___ GIVEN DATA

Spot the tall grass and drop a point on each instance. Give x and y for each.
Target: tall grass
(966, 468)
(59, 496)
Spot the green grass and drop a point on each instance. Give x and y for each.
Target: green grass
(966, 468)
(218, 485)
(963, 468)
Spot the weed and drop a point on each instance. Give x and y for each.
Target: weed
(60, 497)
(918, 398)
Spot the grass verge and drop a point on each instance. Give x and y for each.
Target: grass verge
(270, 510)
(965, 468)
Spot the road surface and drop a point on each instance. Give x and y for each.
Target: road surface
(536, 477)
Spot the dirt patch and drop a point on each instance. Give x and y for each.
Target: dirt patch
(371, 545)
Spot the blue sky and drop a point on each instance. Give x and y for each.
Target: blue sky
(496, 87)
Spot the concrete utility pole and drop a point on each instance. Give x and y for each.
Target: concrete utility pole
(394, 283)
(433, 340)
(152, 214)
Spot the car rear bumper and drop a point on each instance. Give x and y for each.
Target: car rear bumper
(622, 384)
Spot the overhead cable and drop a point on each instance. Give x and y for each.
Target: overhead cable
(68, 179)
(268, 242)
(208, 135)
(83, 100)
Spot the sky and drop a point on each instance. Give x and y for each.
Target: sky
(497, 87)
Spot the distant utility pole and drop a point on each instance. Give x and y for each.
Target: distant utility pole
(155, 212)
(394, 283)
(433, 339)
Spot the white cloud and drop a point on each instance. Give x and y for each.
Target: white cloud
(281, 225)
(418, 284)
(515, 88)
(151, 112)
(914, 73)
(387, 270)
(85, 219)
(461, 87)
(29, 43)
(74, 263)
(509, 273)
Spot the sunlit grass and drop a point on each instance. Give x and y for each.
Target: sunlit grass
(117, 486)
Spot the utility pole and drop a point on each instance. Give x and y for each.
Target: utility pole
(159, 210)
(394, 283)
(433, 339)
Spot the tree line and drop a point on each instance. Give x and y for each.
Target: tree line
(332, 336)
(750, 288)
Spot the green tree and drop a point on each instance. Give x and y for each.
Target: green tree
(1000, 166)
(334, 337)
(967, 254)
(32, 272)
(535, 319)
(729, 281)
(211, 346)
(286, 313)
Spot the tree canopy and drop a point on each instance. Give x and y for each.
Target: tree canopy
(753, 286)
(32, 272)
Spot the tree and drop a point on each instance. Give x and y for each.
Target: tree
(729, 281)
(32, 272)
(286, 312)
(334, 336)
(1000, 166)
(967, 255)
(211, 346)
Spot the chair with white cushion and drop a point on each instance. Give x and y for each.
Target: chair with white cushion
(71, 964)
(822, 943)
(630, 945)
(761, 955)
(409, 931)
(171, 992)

______

_PROBLEM_: Above are the entries. Quote exactly the lines from the one bearing "Target: car rear bumper" through the one bearing "Spot the distant".

_TASK ANSWER_:
Target: car rear bumper
(622, 384)
Spot the overhead cable and drop a point on each instance. Give x and y for each.
Target: overhead cable
(68, 179)
(268, 242)
(208, 135)
(83, 100)
Spot the sky and drop a point on each instance. Give x and y for each.
Target: sky
(497, 87)
Spot the distant utility pole and drop a point on each instance. Give x and y for each.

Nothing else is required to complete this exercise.